### Stated task
Copy, unchanged, the part of the records that opens with the line containing "TARGET: front wheel" and closes with the last line of the records, including both of those lines.
───── Dataset rows ─────
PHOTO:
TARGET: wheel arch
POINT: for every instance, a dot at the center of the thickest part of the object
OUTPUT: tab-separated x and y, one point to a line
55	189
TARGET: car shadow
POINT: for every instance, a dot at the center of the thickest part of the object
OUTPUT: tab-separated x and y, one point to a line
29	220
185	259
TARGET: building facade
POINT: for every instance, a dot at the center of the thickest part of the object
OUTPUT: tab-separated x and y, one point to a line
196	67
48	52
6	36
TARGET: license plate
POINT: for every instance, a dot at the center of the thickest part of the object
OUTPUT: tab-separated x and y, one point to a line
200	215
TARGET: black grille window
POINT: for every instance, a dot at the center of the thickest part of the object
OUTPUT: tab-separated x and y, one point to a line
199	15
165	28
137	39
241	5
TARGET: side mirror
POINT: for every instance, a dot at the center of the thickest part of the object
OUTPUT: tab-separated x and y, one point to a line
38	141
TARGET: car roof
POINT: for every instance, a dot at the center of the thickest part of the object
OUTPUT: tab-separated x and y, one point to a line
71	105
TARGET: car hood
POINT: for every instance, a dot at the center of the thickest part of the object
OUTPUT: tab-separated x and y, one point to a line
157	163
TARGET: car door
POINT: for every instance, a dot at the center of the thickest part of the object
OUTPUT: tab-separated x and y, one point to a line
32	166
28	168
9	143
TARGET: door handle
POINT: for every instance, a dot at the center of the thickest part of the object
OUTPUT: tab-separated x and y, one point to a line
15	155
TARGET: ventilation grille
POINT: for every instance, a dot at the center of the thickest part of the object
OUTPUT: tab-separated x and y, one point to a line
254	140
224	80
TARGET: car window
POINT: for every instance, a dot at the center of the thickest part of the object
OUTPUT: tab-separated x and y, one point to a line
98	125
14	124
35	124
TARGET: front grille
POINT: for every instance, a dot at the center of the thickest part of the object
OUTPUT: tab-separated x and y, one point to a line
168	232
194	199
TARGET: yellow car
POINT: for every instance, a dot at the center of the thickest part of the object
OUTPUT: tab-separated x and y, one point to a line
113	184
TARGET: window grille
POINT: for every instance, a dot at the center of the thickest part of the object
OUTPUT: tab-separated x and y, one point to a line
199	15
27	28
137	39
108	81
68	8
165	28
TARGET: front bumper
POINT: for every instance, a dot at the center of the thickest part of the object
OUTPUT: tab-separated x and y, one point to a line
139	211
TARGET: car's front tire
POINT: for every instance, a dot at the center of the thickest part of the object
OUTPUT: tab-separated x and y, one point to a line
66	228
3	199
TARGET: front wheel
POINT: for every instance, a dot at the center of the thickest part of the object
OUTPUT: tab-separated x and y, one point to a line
─────
### Task response
TARGET: front wheel
POINT: for every instance, a dot at the center of the thickest part of the object
OUTPUT: tab-separated x and y, one point to a line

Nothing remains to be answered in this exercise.